Recast the lines in the rows below as a Markdown table with the columns Number and Line, covering only the span from the line that contains "find the muddy" through the line that contains "0, 64, 141, 150", both included, and leaving out any blank lines.

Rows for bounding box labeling
^^^^^^^^^^^^^^^^
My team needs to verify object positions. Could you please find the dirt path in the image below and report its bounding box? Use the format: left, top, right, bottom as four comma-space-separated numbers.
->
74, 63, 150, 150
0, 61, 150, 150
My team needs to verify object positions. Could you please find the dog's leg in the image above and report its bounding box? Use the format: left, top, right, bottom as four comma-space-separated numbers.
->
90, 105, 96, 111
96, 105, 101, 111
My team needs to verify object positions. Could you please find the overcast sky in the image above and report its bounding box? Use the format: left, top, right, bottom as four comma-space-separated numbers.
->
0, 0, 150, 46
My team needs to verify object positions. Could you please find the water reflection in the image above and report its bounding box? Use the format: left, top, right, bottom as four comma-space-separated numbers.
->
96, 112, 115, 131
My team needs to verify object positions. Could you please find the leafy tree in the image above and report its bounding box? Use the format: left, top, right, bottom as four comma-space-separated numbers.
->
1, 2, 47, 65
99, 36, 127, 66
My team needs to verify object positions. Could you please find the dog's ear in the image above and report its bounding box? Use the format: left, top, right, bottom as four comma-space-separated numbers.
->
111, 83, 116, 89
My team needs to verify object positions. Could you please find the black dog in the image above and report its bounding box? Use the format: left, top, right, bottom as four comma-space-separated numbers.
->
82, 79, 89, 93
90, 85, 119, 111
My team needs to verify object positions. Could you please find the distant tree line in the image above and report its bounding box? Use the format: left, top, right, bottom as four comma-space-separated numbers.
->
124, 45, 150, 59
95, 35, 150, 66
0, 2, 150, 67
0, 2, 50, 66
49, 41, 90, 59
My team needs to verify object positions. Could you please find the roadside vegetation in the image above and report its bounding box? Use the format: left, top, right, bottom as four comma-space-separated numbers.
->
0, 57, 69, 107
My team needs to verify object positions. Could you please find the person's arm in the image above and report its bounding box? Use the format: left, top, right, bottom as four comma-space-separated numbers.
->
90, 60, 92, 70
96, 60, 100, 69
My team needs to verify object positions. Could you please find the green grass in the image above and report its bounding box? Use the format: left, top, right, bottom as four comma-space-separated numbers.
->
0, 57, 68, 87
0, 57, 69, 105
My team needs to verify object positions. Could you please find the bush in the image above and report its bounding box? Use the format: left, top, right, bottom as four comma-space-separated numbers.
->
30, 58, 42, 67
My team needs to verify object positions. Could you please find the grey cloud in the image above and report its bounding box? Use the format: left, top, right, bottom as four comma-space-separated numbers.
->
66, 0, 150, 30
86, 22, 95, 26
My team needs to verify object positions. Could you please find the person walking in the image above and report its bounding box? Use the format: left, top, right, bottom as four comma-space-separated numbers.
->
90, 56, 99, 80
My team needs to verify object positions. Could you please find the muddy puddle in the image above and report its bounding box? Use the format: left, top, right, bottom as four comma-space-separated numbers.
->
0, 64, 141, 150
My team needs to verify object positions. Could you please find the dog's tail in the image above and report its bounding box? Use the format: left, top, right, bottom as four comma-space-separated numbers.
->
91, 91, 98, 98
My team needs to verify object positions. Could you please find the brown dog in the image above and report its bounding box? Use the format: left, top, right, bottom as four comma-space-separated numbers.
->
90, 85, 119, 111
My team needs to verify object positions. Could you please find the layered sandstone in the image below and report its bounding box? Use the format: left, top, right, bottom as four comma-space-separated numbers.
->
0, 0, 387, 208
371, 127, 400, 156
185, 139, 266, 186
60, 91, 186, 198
^^^^^^^^^^^^^^^^
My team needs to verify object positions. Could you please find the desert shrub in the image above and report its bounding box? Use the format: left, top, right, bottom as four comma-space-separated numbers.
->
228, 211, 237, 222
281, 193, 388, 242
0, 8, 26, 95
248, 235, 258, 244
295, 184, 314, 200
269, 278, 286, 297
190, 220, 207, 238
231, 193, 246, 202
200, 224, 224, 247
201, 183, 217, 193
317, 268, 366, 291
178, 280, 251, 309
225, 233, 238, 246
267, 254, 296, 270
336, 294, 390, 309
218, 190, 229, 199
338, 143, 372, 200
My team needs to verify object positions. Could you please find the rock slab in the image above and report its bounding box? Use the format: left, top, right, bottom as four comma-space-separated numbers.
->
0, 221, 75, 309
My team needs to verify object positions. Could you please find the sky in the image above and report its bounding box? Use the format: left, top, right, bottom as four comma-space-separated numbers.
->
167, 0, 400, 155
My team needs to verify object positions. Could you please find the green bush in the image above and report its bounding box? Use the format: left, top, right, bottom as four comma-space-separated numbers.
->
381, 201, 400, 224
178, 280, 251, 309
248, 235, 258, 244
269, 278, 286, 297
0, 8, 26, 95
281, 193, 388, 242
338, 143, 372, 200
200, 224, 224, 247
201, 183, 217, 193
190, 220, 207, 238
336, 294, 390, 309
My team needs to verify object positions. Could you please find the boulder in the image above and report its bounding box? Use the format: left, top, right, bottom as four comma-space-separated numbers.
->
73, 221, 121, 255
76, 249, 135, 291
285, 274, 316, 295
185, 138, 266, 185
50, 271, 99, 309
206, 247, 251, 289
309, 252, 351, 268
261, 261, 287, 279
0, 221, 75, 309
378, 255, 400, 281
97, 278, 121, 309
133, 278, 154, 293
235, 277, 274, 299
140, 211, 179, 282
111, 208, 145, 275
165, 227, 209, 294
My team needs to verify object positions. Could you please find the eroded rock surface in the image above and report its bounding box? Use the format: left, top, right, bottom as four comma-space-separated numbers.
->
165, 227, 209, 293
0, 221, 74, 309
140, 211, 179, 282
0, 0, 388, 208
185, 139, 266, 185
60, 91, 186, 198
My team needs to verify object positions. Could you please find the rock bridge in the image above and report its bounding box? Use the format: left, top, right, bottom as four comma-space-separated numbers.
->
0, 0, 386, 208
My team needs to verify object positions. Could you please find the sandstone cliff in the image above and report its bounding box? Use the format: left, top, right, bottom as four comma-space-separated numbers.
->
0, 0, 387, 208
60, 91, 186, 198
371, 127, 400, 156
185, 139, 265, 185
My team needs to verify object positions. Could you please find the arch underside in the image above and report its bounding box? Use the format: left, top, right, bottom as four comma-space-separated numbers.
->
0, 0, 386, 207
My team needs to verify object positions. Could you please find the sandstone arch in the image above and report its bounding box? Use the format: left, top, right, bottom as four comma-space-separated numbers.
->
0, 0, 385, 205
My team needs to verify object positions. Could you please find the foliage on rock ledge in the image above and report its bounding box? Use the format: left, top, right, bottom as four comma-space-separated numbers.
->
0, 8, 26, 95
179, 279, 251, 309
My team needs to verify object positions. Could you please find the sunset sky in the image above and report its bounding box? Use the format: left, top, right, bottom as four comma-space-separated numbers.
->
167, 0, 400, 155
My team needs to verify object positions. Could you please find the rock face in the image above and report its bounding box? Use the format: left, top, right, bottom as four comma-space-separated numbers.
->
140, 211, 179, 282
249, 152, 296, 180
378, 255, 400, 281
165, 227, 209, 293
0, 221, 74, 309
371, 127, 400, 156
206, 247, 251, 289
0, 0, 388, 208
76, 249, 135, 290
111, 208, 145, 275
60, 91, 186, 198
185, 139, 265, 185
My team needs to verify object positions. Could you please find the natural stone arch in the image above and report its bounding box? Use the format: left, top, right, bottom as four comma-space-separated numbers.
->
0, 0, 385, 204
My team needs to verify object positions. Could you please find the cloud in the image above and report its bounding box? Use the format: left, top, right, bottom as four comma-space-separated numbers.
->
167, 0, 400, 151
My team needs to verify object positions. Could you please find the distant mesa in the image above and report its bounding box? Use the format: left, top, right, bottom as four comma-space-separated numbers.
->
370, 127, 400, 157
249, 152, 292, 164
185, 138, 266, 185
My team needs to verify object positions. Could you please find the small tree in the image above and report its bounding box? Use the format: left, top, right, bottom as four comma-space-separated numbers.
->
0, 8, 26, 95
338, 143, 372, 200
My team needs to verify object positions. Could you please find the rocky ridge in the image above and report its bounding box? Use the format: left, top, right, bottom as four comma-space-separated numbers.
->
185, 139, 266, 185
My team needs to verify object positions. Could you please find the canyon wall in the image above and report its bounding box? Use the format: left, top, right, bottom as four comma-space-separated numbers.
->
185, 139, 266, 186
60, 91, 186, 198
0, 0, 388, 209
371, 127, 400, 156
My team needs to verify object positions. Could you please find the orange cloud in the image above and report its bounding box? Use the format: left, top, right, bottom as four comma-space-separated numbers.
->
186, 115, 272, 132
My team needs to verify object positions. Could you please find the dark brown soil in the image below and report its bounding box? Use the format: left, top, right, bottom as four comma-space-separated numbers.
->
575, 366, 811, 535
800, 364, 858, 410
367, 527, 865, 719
^^^^^^^^^^^^^^^^
Exercise solution
| Number | Line |
|---|---|
| 1 | My team needs to verify object positions. Could you please find the muddy puddle in the image above and report its bounding box? Use the format: left, top, right, bottom as four comma-space-separated numbers. |
| 2 | -> |
| 3 | 0, 64, 141, 150 |